Haar ouders zijn niet bekend.

Zie voor haar GJB 1994-150,151.

 

Beyts is later getrouwd  met Schelte van Scheltema,  zoon van Sybeth van Scheltema en N.N..

 

Volgens het Burmaniaboek was er een oorkonde uit 1497 waaruit dit tweede huwelijk van Beyts zou blijken (GJB 1994-150).

 

Uit het huwelijk van Sjoerd en Beyts:

 

           1   Anlof van Aebinga, ,ook Andlef, volgt onder III.

 

 

      III Anlof van Aebinga,  overleden 1491/1504, zoon van Sjoerd van Aebinga (II) en Beyts van Bolta.

 

Op Aebingastate te Blija ; zijn weduwe daar in 1511.

Pax-47,48 d.d.17-9-1491:hij sluit zich als Andulff Abbema van Blija met anderen aan bij het verbond van Oostergo met Groningen.

Zie voor zijn vrouwen GJB 1988-77 en 82/83 en GJB 1994-151.

 

Anlof was gehuwd (1) met  N. van Jeppema

 

Volgens kwartieren in N.L.1989 zou zij een Jeppema zijn, ook volgens van der Meer (GJB 1988-85).

» OPDRACHT
Geef letterlijk het stuk uit het fragment over de familie Van Aebinga dat opent met de woorden "1   Anlof van" en sluit met "Beyts van Bolta.".

» GEGEVENS
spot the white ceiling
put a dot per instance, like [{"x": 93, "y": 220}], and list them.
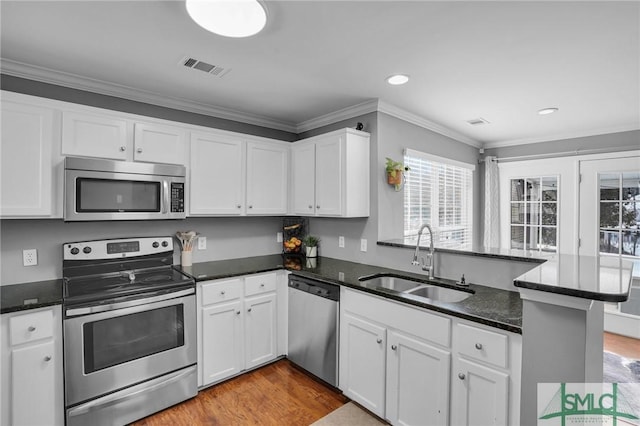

» ANTWOORD
1   Anlof van Aebinga, ,ook Andlef, volgt onder III.

 

 

      III Anlof van Aebinga,  overleden 1491/1504, zoon van Sjoerd van Aebinga (II) en Beyts van Bolta.